• TASK TO COMPLETE:
Hand back all of the records exactly as they read.

LISTED ENTRIES START

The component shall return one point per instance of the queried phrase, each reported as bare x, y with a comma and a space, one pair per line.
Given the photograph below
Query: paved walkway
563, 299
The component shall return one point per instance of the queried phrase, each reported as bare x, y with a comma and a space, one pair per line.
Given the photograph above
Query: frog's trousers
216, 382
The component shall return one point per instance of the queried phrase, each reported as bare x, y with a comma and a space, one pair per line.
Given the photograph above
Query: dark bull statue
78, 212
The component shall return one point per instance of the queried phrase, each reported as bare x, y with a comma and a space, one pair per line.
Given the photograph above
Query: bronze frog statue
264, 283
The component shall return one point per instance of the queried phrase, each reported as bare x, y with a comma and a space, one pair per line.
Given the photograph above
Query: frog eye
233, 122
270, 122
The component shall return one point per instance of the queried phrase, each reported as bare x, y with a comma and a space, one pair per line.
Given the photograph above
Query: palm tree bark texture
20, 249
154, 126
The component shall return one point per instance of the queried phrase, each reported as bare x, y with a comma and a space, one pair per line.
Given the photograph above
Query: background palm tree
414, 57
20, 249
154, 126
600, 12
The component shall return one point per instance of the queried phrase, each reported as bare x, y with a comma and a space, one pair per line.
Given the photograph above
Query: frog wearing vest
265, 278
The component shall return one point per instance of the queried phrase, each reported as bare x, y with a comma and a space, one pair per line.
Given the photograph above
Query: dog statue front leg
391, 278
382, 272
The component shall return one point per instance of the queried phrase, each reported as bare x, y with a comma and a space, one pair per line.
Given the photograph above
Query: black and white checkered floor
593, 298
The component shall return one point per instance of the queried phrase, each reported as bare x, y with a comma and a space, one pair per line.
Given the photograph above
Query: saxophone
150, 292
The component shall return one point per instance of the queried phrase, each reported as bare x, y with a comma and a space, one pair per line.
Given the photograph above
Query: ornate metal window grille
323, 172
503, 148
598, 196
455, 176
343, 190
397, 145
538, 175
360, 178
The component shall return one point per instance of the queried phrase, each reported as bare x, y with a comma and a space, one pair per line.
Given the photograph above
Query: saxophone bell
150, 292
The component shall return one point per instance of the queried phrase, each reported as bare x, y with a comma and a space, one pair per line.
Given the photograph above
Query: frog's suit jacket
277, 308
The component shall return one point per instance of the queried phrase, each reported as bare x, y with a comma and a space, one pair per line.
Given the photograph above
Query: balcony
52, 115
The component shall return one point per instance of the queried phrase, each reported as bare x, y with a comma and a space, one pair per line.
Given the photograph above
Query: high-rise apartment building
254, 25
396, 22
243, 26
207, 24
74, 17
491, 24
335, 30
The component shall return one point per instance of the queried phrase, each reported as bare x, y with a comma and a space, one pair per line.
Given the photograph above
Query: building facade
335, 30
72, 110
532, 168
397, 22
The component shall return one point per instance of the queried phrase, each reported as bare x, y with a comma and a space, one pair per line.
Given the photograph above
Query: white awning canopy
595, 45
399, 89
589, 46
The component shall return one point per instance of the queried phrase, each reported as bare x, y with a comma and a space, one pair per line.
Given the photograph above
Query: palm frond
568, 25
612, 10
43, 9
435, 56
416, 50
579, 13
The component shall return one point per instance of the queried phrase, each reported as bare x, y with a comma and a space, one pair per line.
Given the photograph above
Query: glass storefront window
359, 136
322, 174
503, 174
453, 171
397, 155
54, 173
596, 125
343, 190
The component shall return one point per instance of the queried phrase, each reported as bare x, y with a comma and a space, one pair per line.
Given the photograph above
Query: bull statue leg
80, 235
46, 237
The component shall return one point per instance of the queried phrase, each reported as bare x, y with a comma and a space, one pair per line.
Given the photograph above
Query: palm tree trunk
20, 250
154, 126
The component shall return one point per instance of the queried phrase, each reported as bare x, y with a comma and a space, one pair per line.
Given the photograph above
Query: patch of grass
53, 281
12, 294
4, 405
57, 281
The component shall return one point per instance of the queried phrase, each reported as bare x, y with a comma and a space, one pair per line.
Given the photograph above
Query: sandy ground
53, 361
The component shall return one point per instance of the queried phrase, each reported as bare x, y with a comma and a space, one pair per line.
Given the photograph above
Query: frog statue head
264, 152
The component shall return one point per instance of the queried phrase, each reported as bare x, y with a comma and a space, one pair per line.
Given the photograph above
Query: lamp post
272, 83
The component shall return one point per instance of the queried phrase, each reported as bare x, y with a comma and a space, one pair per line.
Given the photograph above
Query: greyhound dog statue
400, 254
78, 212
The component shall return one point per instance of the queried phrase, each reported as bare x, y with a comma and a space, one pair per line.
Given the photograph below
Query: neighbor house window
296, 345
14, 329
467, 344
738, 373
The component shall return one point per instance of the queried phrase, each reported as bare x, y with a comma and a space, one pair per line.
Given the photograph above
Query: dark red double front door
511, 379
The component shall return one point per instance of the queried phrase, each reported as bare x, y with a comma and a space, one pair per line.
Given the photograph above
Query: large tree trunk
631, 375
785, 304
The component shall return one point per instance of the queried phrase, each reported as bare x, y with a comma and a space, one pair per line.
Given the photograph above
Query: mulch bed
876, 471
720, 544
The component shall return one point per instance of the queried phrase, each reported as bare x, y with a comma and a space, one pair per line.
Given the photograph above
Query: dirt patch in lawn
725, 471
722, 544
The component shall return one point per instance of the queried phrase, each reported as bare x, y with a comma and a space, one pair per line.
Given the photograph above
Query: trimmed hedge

LISTED ENTRIES END

• SOLUTION FOR THIS PROBLEM:
The component shall return one point per instance of the queried phrase, each reported as bare x, y with a comma and a space, one pair per line.
Given the photograph below
Query: paved walkway
563, 299
The component shall return one point per instance of the queried phrase, each reported as bare x, y with a comma and a space, one pair per line.
Given the photograph above
Query: frog's trousers
216, 382
The component shall return one point per instance of the queried phrase, each reported as bare x, y with a comma and a space, one pair per line.
Given the photograph above
Query: dark bull statue
78, 212
The component shall return one point per instance of the queried phrase, each reported as bare x, y with a comma and a space, one pair per line.
Given the photograph above
Query: bronze frog statue
264, 283
The component shall return one point per instance of the queried phrase, each reported as bare x, y with a comma and a space, one pair per line.
Given the photograph above
Query: frog eye
233, 122
270, 122
The component shall return one point per instance of the queried phrase, each reported as bare x, y with a comma and a space, one pair per line.
Given the photograph above
Query: palm tree bark texture
20, 249
154, 126
The component shall return one point per instance of the queried phrase, each reported as bare x, y with a comma and a space, one pair per line.
Given the photograph above
Query: background palm tree
414, 57
20, 249
154, 126
600, 12
The component shall return one point per instance of the queried phrase, each reported as bare x, y with a comma and a space, one pair per line.
Given the photograph above
Query: frog wearing vest
265, 278
The component shall return one point per instance of the queried phrase, each reported as bare x, y with a comma and a space, one pair per line.
Given the photograph above
Query: dog statue front leg
391, 278
382, 272
The component shall return one point per instance of the queried phrase, each reported as bare x, y with a comma and a space, one pair per line.
Given the photograph above
Query: black and white checkered floor
593, 298
The component shall return one point per instance of the queried phrase, each reported as bare x, y with a comma and a space, one pair per line.
Given the photograph above
Query: saxophone
150, 292
The component shall return one point per instance of the queried phrase, each reported as bare x, y with a comma and a space, one pair per line.
Given the photograph above
Query: ornate metal window grille
323, 172
503, 148
598, 196
455, 176
343, 190
397, 145
538, 175
360, 178
The component shall return one point per instance of the queried phrase, each reported as bare x, y with a comma and a space, one pair per line.
Given the photograph above
Query: saxophone bell
150, 292
The component shall return one point per instance of the queried phrase, each reported as bare x, y with a comma and a space, one pair per line.
Given the photograph above
Query: frog's suit jacket
277, 308
The component shall return one point per instance of the queried phrase, each reported as bare x, y with a comma and a space, one pair per line.
Given the photograph above
Query: balcony
52, 115
The component shall return one point per instance of the queried phrase, each reported as bare x, y with a comma and a space, one pair per line.
Given the photograph above
Query: high-rise apartment building
254, 25
396, 22
243, 26
207, 24
74, 17
491, 24
335, 30
The component shall return one point per instance of the queried phrase, each reported as bare x, y with a comma and a space, one pair per line.
Given the photograph above
Query: building facade
335, 30
72, 110
532, 168
397, 22
The component shall return one point per instance of the queried phrase, each reported as bare x, y with a comma and a space, one pair per line.
Given the photograph above
Query: white awning canopy
595, 45
399, 89
589, 46
The component shall return one point per instance of the queried phrase, each reported as bare x, y with a comma and a space, one pair per line.
Given the photograph above
Query: palm frond
568, 25
612, 10
43, 9
435, 56
416, 50
579, 13
The component shall return one point per instance of the queried phrase, each reported as bare x, y with a comma and a space, one pair per line.
Given the photograph above
Query: glass storefront window
359, 136
322, 174
503, 174
453, 171
397, 155
54, 173
596, 125
343, 190
The component shall return one point per instance of the queried phrase, each reported as bare x, y with a comma and a space, one pair per line.
Given the photograph above
Query: bull statue leg
80, 235
46, 237
The component shall return one point per instance of the queried phrase, each reported as bare x, y with a comma and a space, one pair per line.
Given the photograph above
Query: palm tree trunk
20, 250
154, 126
The component shall return one point per instance of the queried phrase, each reported as bare x, y with a comma and a space, one pair per line.
Given the photograph above
Query: patch of grass
53, 281
12, 294
4, 405
57, 281
The component shall return one point per instance of the queried phrase, each reported as bare x, y with a comma and a space, one pair per line.
Given the photograph above
Query: sandy ground
53, 361
The component shall return one point per instance of the queried phrase, each reported as bare x, y with a comma and a space, one pair per line.
Given the photograph above
Query: frog statue head
264, 152
The component shall return one point per instance of the queried phrase, each reported as bare x, y with a comma and a space, one pair per line.
Given the photograph above
Query: lamp post
272, 83
The component shall return one point per instance of the queried phrase, each reported as bare x, y with a comma and a space, one pair per line.
Given the photograph above
Query: greyhound dog statue
400, 254
78, 212
The component shall return one point per instance of the queried phrase, each reported as bare x, y with a comma and a space, one pair per line.
Given the photograph below
Query: neighbor house window
296, 345
14, 329
467, 344
738, 373
The component shall return one point per instance of the queried phrase, each reported as bare x, y with a comma and a space, one pair per line.
Given the photograph above
Query: dark red double front door
511, 379
The component shall return one point per instance of the queried phrase, each reported as bare x, y with a comma and a space, one pair per line.
Given the photograph above
Query: large tree trunk
631, 375
785, 304
The component shall return one point per instance of the queried phrase, each reported as bare x, y with a comma and a space, one pair per line.
Given the photograph above
Query: mulch bed
876, 471
720, 544
The component shall return one point per instance of the queried phrase, each reported as bare x, y with a comma and a space, one pair per line.
Given the photograph above
Query: dirt patch in lawn
725, 471
722, 544
The component shall return one point per instance of the queried phrase, each reported as bare x, y with a comma and a space, one pair per line.
Given the photograph above
Query: trimmed hedge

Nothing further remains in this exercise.